■ Task: Could you copy each line of the entries that contains "crane"?

■ Data records:
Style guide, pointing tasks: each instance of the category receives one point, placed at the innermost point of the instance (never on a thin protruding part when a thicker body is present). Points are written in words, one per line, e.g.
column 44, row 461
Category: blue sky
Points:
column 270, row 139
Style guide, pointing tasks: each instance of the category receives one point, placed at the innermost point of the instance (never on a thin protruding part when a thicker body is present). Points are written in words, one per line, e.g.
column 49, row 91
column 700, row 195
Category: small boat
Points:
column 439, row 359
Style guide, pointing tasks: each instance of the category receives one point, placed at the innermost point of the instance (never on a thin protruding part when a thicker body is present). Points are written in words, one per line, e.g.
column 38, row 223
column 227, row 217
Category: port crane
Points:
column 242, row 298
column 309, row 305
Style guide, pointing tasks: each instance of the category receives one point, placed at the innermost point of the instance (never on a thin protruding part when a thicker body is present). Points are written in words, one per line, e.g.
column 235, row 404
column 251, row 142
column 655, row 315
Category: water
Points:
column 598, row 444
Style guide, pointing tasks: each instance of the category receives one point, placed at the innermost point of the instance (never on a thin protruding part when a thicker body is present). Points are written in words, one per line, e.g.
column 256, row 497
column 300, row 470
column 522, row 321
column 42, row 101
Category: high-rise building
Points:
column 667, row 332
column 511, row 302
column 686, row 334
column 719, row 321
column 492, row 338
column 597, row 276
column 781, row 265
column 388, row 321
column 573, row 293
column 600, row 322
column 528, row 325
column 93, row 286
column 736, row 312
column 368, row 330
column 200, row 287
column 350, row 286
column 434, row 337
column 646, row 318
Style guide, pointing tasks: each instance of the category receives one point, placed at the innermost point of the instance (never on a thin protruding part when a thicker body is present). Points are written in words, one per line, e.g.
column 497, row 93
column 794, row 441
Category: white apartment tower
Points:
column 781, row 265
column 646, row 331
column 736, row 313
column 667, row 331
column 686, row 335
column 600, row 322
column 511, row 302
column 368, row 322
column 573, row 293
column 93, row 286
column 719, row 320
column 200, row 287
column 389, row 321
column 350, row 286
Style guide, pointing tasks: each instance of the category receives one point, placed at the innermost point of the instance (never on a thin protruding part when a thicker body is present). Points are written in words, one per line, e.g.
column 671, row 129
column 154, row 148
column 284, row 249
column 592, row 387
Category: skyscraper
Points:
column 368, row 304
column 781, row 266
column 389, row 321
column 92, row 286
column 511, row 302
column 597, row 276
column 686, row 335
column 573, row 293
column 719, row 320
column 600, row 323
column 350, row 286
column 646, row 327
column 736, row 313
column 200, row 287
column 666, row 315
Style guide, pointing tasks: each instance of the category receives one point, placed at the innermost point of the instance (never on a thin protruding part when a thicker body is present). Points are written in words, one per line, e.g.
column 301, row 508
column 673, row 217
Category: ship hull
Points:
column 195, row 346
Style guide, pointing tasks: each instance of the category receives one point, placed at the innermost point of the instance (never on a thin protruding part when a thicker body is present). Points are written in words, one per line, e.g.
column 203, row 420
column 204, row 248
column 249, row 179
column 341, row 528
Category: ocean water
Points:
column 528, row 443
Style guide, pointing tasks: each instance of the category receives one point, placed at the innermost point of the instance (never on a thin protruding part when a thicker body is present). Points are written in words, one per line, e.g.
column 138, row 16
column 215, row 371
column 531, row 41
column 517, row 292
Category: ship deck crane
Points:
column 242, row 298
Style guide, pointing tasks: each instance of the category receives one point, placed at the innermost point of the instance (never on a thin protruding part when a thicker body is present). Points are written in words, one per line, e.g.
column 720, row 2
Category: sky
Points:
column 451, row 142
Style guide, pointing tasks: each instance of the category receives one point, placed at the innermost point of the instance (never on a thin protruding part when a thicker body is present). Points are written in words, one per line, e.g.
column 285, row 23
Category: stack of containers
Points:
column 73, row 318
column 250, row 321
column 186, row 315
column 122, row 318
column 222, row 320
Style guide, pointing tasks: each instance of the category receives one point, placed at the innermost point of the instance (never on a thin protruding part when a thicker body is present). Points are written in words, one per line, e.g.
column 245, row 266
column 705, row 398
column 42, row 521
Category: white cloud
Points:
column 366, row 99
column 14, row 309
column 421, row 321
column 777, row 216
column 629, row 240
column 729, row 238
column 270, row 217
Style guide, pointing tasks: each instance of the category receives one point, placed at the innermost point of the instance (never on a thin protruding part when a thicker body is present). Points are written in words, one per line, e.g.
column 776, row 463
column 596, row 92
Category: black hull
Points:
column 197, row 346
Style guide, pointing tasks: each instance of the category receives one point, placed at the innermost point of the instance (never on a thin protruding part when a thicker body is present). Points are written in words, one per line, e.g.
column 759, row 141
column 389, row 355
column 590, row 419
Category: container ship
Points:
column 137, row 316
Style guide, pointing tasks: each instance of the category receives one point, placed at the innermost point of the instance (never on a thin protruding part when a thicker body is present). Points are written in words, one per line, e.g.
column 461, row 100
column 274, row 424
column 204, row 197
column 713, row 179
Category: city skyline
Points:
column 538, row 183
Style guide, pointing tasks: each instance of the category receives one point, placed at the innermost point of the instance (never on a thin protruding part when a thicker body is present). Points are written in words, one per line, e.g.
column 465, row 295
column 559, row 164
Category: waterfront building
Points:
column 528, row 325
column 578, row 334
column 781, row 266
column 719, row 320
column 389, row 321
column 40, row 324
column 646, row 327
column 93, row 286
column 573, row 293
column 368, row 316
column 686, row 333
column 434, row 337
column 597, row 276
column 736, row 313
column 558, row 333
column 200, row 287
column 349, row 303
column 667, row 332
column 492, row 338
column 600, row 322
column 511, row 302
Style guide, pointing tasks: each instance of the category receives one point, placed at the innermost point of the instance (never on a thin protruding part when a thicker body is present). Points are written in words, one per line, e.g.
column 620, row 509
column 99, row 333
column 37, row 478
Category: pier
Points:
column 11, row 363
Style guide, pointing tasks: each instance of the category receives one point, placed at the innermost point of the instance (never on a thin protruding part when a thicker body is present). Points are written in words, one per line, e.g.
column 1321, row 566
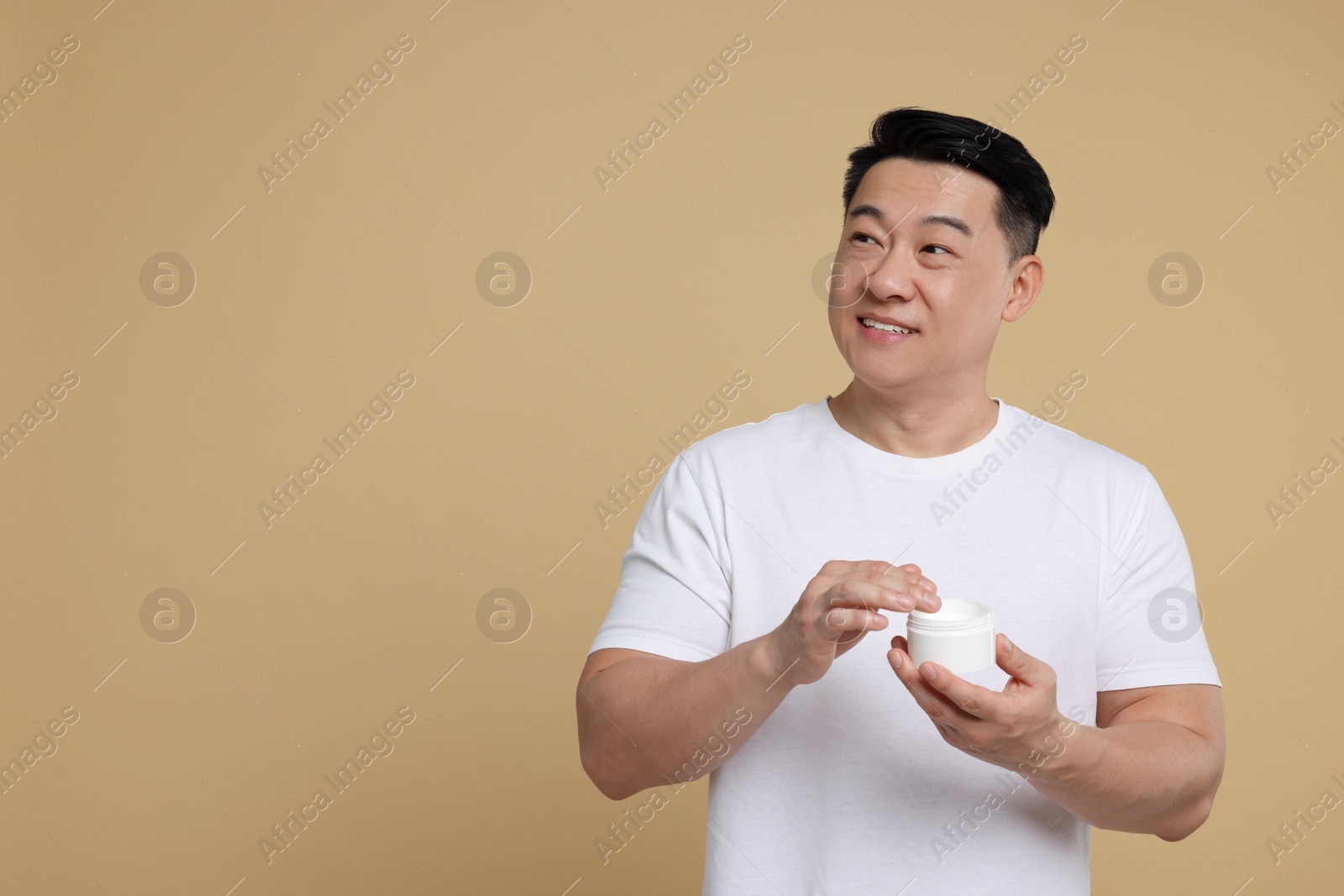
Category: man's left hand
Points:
column 1007, row 728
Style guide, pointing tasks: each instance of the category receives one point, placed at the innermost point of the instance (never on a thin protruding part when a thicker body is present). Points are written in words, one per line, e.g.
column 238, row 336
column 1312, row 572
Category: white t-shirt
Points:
column 848, row 788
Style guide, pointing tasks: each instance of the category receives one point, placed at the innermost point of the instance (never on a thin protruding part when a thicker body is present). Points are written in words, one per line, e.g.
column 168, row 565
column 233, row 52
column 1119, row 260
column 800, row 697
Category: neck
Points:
column 914, row 425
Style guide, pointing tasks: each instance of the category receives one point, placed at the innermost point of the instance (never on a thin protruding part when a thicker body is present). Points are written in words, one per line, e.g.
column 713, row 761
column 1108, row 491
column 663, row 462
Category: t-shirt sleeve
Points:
column 1149, row 629
column 674, row 598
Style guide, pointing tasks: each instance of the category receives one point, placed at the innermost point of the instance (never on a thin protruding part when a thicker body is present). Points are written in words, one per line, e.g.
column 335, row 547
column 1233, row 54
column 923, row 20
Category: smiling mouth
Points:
column 885, row 328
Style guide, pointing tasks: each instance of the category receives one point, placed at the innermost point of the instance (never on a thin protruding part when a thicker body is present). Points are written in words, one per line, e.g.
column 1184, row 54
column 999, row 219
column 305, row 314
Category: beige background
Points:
column 698, row 262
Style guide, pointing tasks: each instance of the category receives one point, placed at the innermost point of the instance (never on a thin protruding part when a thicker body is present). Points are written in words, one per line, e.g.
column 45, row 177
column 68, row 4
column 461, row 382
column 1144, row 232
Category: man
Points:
column 736, row 642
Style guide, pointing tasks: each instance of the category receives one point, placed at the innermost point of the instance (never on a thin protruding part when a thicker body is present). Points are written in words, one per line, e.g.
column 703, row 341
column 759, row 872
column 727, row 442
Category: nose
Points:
column 893, row 278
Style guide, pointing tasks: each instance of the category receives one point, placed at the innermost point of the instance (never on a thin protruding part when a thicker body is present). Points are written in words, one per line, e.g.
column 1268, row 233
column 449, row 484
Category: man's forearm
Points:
column 651, row 720
column 1142, row 777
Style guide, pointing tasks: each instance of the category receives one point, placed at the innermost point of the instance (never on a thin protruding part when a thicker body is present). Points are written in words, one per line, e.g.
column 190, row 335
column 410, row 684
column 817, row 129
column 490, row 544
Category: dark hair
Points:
column 1025, row 195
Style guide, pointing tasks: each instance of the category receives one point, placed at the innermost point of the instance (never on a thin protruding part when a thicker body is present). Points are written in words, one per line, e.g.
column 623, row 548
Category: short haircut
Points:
column 1025, row 199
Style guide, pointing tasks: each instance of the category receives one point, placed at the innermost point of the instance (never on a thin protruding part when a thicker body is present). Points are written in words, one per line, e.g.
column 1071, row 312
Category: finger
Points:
column 905, row 579
column 871, row 595
column 974, row 700
column 1019, row 664
column 938, row 707
column 837, row 621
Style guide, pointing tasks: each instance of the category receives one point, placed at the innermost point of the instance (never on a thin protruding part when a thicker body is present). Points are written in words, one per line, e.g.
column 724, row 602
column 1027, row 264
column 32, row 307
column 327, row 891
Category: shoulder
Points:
column 1074, row 456
column 752, row 439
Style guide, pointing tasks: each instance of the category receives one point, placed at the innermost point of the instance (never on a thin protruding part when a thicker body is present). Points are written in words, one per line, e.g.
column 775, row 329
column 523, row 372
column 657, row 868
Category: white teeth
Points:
column 890, row 328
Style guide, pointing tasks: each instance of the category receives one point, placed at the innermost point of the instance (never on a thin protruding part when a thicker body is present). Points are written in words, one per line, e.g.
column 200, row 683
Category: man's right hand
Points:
column 837, row 607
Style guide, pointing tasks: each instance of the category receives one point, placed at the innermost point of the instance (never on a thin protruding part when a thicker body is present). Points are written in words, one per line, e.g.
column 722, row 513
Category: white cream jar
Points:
column 960, row 636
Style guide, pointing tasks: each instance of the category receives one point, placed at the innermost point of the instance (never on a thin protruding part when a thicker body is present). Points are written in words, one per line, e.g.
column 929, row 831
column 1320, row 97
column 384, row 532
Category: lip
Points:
column 887, row 320
column 882, row 336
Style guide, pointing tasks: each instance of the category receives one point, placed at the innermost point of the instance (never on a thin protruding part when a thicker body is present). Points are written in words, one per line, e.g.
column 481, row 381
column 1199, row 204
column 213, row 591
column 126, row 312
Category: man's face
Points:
column 921, row 248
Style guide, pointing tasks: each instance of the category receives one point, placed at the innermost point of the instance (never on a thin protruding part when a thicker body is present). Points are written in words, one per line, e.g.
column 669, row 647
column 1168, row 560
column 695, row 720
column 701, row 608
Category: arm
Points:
column 648, row 720
column 1152, row 765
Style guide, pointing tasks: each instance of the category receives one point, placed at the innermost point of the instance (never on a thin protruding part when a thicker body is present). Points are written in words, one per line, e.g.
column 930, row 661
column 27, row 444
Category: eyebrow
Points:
column 947, row 221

■ Exercise solution:
Category: port crane
Category: ship deck crane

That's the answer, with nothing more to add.